SELECTED PASSAGE
Ron Davie argues that a way of tackling behavioural problems pioneered in the 1970s is due for a comeback.
If I said that a seminal new book should be read by all education ministers and their shadows, that would probably kill it stone dead. So I won't. I will say, though, that it should be read by all who are concerned about the increasing incidence of behaviour problems in our schools and about the significant and worrying escalation in the number of pupils excluded in recent years.
The implications for schools are serious enough. The implications for society of a growing number of alienated young people with little or no adequate alternative educational provision, at risk of drifting into a life of crime or drugs, or both, are frightening.
The answer is not - as one prominent and otherwise sensible leader of a teaching union would apparently have us believe - to blame the parents for this state of affairs. Of course, children may bring into school clear signs of inadequate, confused or disrupted parenting. However, blaming parents fails to acknowledge that circumstances in the community and in society at large can either be supportive of, or underline, parental care.
Furthermore, simply laying the blame at the parents' door - or at the door of any external factors - underplays the role of the school and ignores the evidence that schools in similar catchment areas can have markedly different success in responding to and preventing behaviour problems and educational failure.

DATA TO USE
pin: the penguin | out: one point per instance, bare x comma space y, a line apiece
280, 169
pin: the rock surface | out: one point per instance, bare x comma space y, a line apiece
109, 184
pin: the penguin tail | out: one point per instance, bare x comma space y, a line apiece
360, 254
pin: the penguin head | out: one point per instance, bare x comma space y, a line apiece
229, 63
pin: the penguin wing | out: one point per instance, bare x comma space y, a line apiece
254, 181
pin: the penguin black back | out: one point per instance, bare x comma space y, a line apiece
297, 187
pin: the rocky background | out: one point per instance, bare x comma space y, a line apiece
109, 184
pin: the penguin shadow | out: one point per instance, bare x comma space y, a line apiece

DIRECTIONS
A) In the passage on school behaviour problems, reproduce the part starting at "The answer is" and ending at "underline, parental care.", changing every "parents" to "families".
B) Copy the listing word for word, starting at the line that contains "pin: the penguin tail" and ending at the final line of the listing.

ANSWERS TO THE EXERCISE
A)
The answer is not - as one prominent and otherwise sensible leader of a teaching union would apparently have us believe - to blame the families for this state of affairs. Of course, children may bring into school clear signs of inadequate, confused or disrupted parenting. However, blaming families fails to acknowledge that circumstances in the community and in society at large can either be supportive of, or underline, parental care.

B)
pin: the penguin tail | out: one point per instance, bare x comma space y, a line apiece
360, 254
pin: the penguin head | out: one point per instance, bare x comma space y, a line apiece
229, 63
pin: the penguin wing | out: one point per instance, bare x comma space y, a line apiece
254, 181
pin: the penguin black back | out: one point per instance, bare x comma space y, a line apiece
297, 187
pin: the rocky background | out: one point per instance, bare x comma space y, a line apiece
109, 184
pin: the penguin shadow | out: one point per instance, bare x comma space y, a line apiece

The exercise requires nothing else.